▸ **TASK OBJECTIVE**
Convert the items below into a Markdown table with the columns Row and Line. Put each line in its own row with a row number, and leave out blank lines.

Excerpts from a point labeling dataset
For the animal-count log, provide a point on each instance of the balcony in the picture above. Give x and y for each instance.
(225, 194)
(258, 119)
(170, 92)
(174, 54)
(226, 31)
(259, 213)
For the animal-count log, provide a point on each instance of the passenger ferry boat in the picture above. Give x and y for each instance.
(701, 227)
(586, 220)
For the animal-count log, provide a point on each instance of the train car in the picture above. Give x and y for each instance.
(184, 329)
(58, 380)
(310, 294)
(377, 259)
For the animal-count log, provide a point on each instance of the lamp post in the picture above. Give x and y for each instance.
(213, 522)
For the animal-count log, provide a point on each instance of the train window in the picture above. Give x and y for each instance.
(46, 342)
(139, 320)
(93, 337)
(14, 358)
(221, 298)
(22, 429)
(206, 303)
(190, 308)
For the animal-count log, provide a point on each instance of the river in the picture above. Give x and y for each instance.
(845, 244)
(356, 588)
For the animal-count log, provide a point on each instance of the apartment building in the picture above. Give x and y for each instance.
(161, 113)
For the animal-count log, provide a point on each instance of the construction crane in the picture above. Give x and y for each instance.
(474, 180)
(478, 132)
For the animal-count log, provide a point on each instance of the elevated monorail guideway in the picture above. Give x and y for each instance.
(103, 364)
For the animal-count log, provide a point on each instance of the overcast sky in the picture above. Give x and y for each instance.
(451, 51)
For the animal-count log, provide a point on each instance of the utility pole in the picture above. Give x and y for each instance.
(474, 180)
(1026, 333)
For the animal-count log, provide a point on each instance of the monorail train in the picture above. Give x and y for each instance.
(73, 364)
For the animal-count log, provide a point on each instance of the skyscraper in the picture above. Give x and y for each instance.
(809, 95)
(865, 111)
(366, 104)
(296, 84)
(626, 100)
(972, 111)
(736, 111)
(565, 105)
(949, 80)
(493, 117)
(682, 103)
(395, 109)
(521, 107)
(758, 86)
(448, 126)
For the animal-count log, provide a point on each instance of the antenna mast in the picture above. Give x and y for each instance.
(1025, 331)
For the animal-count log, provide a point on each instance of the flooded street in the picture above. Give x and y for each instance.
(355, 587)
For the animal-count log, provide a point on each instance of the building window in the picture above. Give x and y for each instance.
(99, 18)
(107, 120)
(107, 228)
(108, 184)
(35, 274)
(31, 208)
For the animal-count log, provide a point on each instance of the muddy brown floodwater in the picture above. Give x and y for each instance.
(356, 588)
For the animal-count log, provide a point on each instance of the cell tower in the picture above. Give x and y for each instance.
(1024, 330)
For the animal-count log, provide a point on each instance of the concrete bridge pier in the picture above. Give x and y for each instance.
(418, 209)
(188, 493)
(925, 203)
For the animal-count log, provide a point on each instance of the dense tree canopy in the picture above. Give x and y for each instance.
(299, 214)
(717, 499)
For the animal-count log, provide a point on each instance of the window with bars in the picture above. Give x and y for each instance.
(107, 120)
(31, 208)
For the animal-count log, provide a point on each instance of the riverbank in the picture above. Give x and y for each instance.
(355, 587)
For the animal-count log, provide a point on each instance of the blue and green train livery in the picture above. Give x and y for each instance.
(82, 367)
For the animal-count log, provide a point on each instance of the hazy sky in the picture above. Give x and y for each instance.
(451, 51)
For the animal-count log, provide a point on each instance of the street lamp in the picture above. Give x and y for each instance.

▸ **SOLUTION BELOW**
| Row | Line |
|---|---|
| 1 | For the animal-count log, provide a point on each instance of the balcony in the picture above. Give x and y for each instance. |
| 2 | (225, 194) |
| 3 | (258, 119) |
| 4 | (170, 92) |
| 5 | (174, 54) |
| 6 | (226, 31) |
| 7 | (259, 213) |
| 8 | For the animal-count log, provide a point on each instance of the passenger ferry boat in the picture above. Give x and y for each instance. |
| 9 | (701, 227) |
| 10 | (586, 220) |
| 11 | For the animal-count log, provide a point on each instance of the train car in the picture above. Give x and y for each instance. |
| 12 | (184, 329) |
| 13 | (58, 380) |
| 14 | (310, 294) |
| 15 | (377, 259) |
| 16 | For the animal-count log, provide a point on each instance of the lamp post in the picture above. Give x and y for each instance. |
| 17 | (213, 522) |
| 18 | For the animal-count log, provide a point on each instance of the train window in the picture above. Give x and y for each instance. |
| 19 | (46, 342) |
| 20 | (139, 320) |
| 21 | (93, 337) |
| 22 | (14, 358) |
| 23 | (221, 298) |
| 24 | (22, 429) |
| 25 | (206, 303) |
| 26 | (190, 308) |
| 27 | For the animal-count log, provide a point on each instance of the river in the picture above. Give x and y for each instance. |
| 28 | (845, 244) |
| 29 | (356, 588) |
| 30 | For the animal-count log, provide a point on each instance of the apartment building in the picture above. Give x and y for each instance. |
| 31 | (161, 113) |
| 32 | For the animal-count log, provide a point on each instance of the construction crane in the picture above. Give x and y for each instance. |
| 33 | (474, 180) |
| 34 | (478, 132) |
| 35 | For the animal-count log, provide a point on each instance of the elevated monorail guideway in the picture above. Give x and y for each instance. |
| 36 | (103, 364) |
| 37 | For the animal-count log, provide a point on each instance of the overcast sky in the picture above. Give x and y for each instance. |
| 38 | (451, 51) |
| 39 | For the animal-count log, provide a point on each instance of the utility pole in the picture above. Give x and y for each instance. |
| 40 | (474, 180) |
| 41 | (1026, 333) |
| 42 | For the animal-count log, provide a point on each instance of the monorail train in the picture above. Give x and y for each instance. |
| 43 | (73, 364) |
| 44 | For the animal-count log, provide a point on each instance of the skyscraper in the picture above. Give x and y for each instance. |
| 45 | (809, 95) |
| 46 | (865, 111) |
| 47 | (366, 104) |
| 48 | (296, 84) |
| 49 | (626, 100) |
| 50 | (972, 111) |
| 51 | (736, 111) |
| 52 | (565, 105) |
| 53 | (949, 80) |
| 54 | (493, 117) |
| 55 | (682, 103) |
| 56 | (395, 109) |
| 57 | (521, 107) |
| 58 | (758, 86) |
| 59 | (448, 126) |
| 60 | For the animal-count log, provide a point on each instance of the antenna mast in the picture above. Give x and y for each instance. |
| 61 | (1025, 331) |
| 62 | For the animal-count log, provide a point on each instance of the flooded street in the picture above. Give x and y for each instance. |
| 63 | (355, 587) |
| 64 | For the animal-count log, provide a point on each instance of the building window in the picture above. Give x and y for each instance. |
| 65 | (99, 18) |
| 66 | (107, 120) |
| 67 | (107, 228) |
| 68 | (108, 184) |
| 69 | (35, 274) |
| 70 | (31, 208) |
| 71 | For the animal-count log, provide a point on each instance of the muddy brown floodwater in the picture above. Give x and y for each instance. |
| 72 | (356, 588) |
| 73 | For the animal-count log, provide a point on each instance of the cell tower in the picture above. Give x and y for each instance. |
| 74 | (1024, 330) |
| 75 | For the animal-count log, provide a point on each instance of the concrete bridge pier in the picture above. Give x and y for each instance. |
| 76 | (418, 209) |
| 77 | (188, 493) |
| 78 | (925, 203) |
| 79 | For the animal-count log, provide a point on each instance of the dense tree canopy in the picture above. Give x and y for each instance. |
| 80 | (299, 214) |
| 81 | (717, 499) |
| 82 | For the animal-count log, provide a point on each instance of the window with bars in the picture above. Give x and y for each instance. |
| 83 | (107, 120) |
| 84 | (31, 208) |
| 85 | For the animal-count log, provide a point on each instance of the riverbank in the picture above. Give x and y for each instance. |
| 86 | (355, 587) |
| 87 | For the animal-count log, provide a point on each instance of the blue and green train livery in the picture above. Give x and y for each instance. |
| 88 | (82, 367) |
| 89 | For the animal-count log, provide a point on each instance of the hazy sky in the picture above. Give x and y for each instance. |
| 90 | (451, 51) |
| 91 | For the animal-count log, provide a point on each instance of the street lamp in the picture above. Give x and y for each instance. |